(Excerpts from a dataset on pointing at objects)
● ● ● ●
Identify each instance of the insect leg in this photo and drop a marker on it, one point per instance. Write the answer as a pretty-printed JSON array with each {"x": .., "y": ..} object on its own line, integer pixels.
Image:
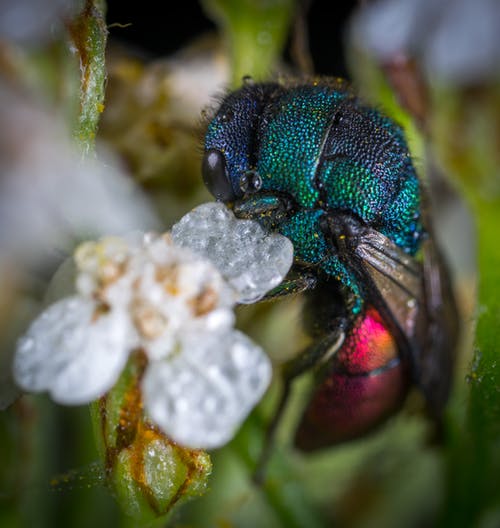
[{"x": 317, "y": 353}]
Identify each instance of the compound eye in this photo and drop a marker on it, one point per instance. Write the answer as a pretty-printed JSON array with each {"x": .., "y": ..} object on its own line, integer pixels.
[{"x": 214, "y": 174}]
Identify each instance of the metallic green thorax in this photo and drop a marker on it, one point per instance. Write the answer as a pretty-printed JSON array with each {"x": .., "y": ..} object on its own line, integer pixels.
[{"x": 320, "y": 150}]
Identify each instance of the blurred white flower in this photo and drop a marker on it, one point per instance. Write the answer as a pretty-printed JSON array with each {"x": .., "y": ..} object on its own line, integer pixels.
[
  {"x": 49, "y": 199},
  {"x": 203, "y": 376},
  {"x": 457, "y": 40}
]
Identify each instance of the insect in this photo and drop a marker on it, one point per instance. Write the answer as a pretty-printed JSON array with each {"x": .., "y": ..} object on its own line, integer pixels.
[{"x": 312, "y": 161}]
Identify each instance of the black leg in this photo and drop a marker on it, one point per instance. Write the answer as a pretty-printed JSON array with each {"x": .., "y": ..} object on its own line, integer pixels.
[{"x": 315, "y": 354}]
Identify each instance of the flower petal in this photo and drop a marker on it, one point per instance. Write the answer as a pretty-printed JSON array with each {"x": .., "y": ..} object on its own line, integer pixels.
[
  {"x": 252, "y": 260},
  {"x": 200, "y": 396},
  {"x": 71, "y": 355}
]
● ● ● ●
◆ **EXERCISE REQUIREMENTS**
Can you lay out all of the data above as a JSON list of strings, with one string per line? Leave out blank lines and the pictures.

◆ **WRITTEN RESPONSE**
[
  "Identify each instance of the insect leg in this photo and drop a marker on it, one point per instance. Write the answer as a pretty-printed JSON array with each {\"x\": .., \"y\": ..} object on its own line, integer pixels.",
  "Image:",
  "[{\"x\": 317, \"y\": 353}]",
  "Identify each instance of the compound eye in this photo and drop a marker on it, one point per instance. Write the answer as a pretty-printed JSON array with each {\"x\": .., \"y\": ..} object on its own line, integer pixels.",
  "[{\"x\": 214, \"y\": 174}]",
  "Identify each instance of the metallic green thorax in this photo and drop a marker on it, one point per instance. Write the answer as a pretty-printed JSON array with each {\"x\": .., \"y\": ..} object on its own line, integer pixels.",
  "[{\"x\": 320, \"y\": 150}]",
  "Identify each instance of the blurred white flower in this photo and drop a marker on it, one point per instance. Write the answer as a pretty-printed JSON array with each {\"x\": .., \"y\": ..} object on its own line, integer pixels.",
  "[",
  "  {\"x\": 49, \"y\": 199},",
  "  {\"x\": 203, \"y\": 376},",
  "  {\"x\": 457, \"y\": 40}",
  "]",
  "Identify each instance of the insect in this photo and drop a marker on it, one point per instance. Write the answer as a pretty-printed JSON array with each {\"x\": .., \"y\": ..} object on its own line, integer pixels.",
  "[{\"x\": 312, \"y\": 161}]",
  "Identify each instance of the black leg in this photo and drop a marker on it, one point per instance. Write the answer as a pretty-printed JSON array with each {\"x\": .., \"y\": ..} object on its own line, integer pixels.",
  "[{\"x\": 315, \"y\": 354}]",
  "Identify each instance of the flower petal in this photo and drop a marker on it, one point per instance. Write the answer as a pretty-printed JSON array with each {\"x\": .., \"y\": ..} object on its own line, integer pixels.",
  "[",
  "  {\"x\": 252, \"y\": 260},",
  "  {\"x\": 200, \"y\": 396},",
  "  {\"x\": 71, \"y\": 355}",
  "]"
]